#### Provided data
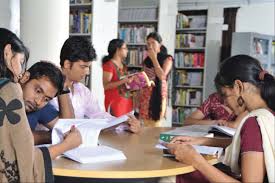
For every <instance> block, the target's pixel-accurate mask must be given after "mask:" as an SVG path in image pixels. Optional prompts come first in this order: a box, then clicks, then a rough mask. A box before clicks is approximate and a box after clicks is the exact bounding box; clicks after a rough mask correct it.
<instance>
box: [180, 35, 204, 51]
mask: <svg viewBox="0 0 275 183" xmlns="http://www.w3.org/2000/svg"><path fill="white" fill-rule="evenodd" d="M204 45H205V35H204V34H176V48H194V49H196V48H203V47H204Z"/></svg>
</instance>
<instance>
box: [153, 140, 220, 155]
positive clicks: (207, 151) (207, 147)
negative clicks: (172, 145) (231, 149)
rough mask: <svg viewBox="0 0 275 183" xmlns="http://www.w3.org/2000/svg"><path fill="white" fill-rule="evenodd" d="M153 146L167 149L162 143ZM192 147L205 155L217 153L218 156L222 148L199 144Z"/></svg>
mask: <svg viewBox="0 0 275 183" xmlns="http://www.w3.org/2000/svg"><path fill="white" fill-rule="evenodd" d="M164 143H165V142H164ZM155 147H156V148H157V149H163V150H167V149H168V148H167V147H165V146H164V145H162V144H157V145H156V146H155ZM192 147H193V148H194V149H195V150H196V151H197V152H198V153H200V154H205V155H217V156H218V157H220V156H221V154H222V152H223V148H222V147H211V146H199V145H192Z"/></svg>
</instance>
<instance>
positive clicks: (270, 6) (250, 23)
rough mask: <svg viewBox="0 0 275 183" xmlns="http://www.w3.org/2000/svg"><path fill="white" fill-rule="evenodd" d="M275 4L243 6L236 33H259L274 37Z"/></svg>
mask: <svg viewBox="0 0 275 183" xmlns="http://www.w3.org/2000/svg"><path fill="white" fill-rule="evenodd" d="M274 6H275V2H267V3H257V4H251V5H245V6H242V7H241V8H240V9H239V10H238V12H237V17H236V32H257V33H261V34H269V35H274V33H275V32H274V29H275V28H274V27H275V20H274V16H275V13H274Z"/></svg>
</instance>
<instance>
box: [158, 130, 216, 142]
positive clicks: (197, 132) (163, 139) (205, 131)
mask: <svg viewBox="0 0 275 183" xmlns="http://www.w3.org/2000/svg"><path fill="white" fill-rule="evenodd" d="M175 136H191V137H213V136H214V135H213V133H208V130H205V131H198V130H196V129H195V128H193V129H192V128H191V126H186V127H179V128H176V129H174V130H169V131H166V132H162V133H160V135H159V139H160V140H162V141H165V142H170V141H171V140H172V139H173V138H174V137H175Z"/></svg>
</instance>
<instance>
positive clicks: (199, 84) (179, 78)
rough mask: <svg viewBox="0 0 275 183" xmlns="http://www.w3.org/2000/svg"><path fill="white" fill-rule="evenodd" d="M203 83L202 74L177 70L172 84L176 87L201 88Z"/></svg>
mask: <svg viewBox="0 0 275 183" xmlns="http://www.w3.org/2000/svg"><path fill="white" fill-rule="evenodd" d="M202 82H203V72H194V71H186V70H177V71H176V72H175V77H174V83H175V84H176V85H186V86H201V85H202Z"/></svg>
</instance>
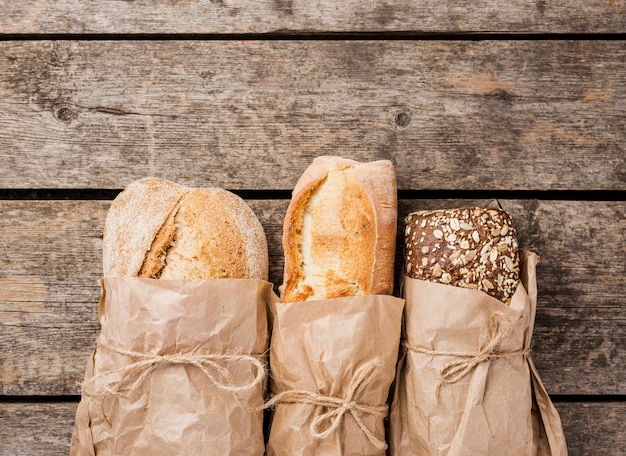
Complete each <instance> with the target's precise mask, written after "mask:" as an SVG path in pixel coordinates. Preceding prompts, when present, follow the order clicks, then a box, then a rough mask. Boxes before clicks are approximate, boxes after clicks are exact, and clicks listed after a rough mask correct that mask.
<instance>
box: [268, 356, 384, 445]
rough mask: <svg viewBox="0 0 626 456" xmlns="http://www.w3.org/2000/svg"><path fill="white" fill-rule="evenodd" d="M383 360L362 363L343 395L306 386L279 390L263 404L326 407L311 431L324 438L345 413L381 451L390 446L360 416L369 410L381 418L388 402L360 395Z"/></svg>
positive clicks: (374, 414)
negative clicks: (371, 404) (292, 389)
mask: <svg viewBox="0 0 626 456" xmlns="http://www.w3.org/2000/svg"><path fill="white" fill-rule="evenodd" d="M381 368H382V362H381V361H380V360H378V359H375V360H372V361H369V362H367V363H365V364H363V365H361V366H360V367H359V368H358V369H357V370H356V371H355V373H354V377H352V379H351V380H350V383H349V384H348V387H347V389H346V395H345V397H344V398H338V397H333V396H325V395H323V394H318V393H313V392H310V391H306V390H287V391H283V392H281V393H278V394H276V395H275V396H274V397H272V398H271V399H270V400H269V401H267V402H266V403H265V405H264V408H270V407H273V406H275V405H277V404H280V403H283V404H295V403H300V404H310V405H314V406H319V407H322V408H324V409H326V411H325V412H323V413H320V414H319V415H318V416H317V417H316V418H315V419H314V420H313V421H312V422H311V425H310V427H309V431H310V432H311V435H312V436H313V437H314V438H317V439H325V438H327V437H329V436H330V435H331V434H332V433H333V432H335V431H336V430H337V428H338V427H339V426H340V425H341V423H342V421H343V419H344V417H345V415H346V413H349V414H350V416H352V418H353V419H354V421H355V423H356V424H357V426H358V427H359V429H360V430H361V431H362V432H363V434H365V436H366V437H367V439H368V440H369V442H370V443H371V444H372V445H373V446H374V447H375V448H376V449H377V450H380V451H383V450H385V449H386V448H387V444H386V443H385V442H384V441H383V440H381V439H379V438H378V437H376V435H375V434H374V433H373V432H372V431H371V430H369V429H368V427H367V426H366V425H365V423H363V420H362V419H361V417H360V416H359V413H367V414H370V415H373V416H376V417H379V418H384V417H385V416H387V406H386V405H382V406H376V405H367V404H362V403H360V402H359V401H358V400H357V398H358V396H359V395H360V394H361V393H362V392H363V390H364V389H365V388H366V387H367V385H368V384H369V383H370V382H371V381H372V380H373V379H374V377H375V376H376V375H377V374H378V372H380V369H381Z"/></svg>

#### Work task
Identify each line in the listing above that contains the word "negative", matching case exactly, and copy those lines.

#### Answer
negative clicks: (172, 145) (231, 149)
negative clicks: (371, 404) (292, 389)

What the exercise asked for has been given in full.